Plaintiffs in the lawsuit are the states of West Virginia, Alabama, Alaska, Arkansas, Florida, Iowa, Kansas, Montana, New Hampshire, Oklahoma, South Carolina, South Dakota, and Utah. The defendants in the lawsuit are Treasury Secretary Janet Yellen and Treasury Department Inspector General Richard Delmar.
West Virginia Attorney General Patrick Morrisey, a Republican, leads the 13-state coalition.
“Never before has the federal government attempted such a complete takeover of state finances,” Morrisey said in a statement. “We cannot stand for such overreach. The Constitution envisions co-sovereign states, not a federal government that forces state legislatures to forfeit one of their core constitutional functions in exchange for a large check equal to approximately 25 percent of their annual respective general budgets.”
The specific provision of concern reads in full as follows: “A state or territory shall not use the funds provided under this section or transferred pursuant to this section to either directly or indirectly offset a reduction in the net tax revenue of such state of territory resulting from a change in law, regulation, or administrative interpretation during the covered period that reduces any tax (by providing for a reduction in a rate, a rebate, a deduction, a credit or otherwise) or delays the imposition of any tax or tax increase.”

§ Data excerpt:
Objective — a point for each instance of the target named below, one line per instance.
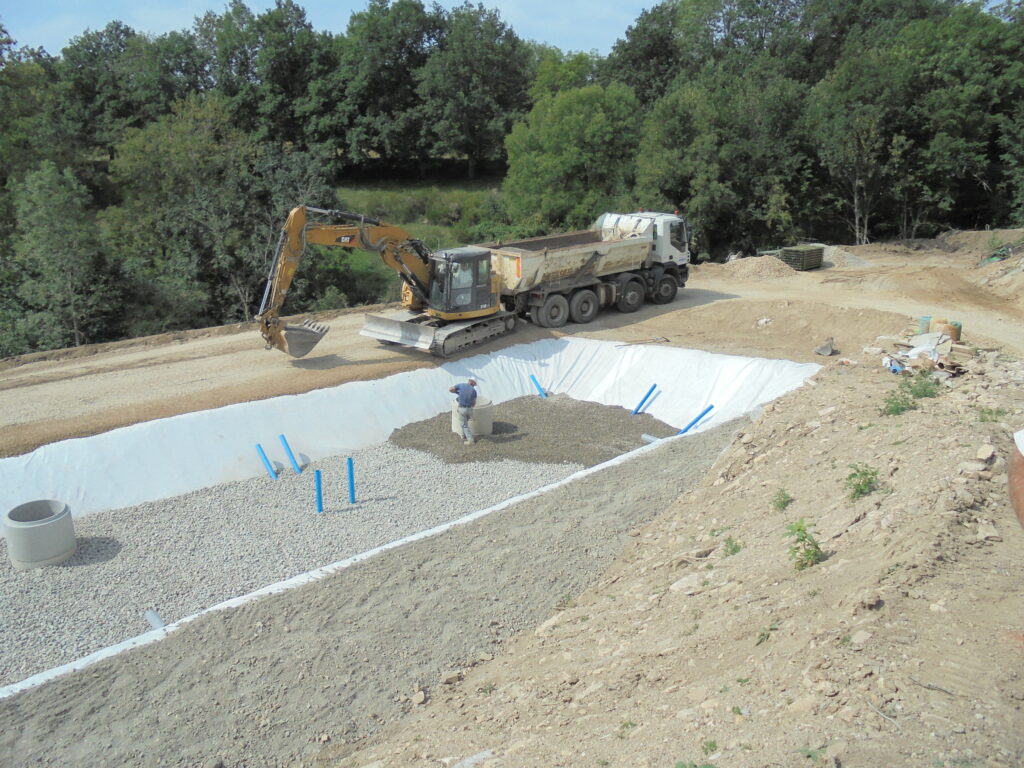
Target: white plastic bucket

§ What to work on:
1/ Print the passage from the excerpt on the states' lawsuit, starting with "Plaintiffs in the" and going on through "the 13-state coalition.".
2/ According to the excerpt on the states' lawsuit, who leads the 13-state coalition?

§ Answers:
1/
Plaintiffs in the lawsuit are the states of West Virginia, Alabama, Alaska, Arkansas, Florida, Iowa, Kansas, Montana, New Hampshire, Oklahoma, South Carolina, South Dakota, and Utah. The defendants in the lawsuit are Treasury Secretary Janet Yellen and Treasury Department Inspector General Richard Delmar.
West Virginia Attorney General Patrick Morrisey, a Republican, leads the 13-state coalition.

2/ West Virginia Attorney General Patrick Morrisey, a Republican.